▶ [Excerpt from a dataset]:
start

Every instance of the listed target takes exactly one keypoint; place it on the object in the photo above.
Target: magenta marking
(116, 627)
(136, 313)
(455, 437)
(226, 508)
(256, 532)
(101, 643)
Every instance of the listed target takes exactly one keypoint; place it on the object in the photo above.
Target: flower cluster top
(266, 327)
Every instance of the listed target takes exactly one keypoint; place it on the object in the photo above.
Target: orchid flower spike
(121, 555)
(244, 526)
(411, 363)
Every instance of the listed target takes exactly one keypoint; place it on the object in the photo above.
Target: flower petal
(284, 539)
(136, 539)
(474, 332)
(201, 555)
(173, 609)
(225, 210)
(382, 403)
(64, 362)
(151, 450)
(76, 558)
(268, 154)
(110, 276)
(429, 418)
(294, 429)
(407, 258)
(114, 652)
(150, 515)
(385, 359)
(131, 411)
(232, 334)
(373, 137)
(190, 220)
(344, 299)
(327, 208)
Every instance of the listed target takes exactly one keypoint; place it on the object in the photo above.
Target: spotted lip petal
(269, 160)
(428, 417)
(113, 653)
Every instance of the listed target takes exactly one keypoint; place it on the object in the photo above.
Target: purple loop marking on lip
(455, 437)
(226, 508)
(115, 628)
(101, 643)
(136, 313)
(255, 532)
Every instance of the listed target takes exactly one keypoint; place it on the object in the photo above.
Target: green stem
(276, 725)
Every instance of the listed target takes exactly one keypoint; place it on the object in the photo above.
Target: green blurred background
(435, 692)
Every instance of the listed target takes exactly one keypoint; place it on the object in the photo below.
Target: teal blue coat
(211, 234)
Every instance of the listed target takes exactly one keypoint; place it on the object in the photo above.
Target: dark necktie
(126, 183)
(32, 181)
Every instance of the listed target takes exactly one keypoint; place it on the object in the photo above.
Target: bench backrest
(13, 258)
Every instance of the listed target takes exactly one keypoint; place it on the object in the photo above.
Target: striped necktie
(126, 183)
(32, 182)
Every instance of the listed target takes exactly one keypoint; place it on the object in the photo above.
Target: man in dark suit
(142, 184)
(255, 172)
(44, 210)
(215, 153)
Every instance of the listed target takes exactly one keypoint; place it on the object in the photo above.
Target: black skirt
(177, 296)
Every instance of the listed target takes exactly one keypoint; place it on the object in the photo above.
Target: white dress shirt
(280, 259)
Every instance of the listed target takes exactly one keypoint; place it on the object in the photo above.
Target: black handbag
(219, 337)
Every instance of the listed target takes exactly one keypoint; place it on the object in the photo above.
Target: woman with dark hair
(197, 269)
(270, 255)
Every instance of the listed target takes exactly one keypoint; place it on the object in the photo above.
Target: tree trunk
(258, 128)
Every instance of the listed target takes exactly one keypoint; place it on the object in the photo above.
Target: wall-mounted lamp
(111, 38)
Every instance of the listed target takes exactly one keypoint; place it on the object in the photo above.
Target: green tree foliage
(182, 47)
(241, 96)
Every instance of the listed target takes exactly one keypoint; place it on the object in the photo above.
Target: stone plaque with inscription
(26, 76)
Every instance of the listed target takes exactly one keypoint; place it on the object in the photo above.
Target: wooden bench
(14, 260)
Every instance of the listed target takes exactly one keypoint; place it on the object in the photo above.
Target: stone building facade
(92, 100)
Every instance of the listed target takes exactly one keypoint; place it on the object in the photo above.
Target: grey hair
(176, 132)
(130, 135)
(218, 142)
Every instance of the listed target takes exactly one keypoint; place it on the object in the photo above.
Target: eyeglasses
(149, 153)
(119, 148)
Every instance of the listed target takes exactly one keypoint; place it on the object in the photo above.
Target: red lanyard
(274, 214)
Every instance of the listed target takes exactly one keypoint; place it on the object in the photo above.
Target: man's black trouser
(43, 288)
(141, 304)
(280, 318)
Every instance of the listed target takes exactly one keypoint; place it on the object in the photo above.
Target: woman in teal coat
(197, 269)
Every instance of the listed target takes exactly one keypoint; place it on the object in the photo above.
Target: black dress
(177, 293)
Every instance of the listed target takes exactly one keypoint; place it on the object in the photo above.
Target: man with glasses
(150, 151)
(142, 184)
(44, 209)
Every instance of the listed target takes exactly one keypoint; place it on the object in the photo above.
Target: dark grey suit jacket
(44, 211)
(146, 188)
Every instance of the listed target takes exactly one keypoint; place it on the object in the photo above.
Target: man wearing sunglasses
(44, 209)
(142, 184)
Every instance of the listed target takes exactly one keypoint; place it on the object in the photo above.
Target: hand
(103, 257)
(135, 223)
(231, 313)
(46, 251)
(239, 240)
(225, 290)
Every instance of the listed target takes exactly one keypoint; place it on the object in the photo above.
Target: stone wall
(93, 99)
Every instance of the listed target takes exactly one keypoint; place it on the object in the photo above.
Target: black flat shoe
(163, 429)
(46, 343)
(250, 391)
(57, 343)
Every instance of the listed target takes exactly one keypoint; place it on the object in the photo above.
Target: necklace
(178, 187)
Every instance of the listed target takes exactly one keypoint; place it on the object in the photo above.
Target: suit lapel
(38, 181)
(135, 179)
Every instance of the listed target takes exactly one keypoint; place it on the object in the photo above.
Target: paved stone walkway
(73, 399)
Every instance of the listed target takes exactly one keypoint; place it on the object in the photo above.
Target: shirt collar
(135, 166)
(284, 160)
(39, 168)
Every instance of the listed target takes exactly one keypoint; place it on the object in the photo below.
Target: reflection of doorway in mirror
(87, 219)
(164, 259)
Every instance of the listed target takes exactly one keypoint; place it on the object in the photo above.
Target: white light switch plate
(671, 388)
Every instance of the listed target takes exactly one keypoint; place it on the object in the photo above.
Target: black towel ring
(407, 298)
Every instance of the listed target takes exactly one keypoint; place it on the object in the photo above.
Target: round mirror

end

▶ [To do]:
Collect every line in the rows above that contains the word "necktie", and copy each one out in full. Treat case as significant when matching.

▶ [Response below]:
Target: dark necktie
Target: striped necktie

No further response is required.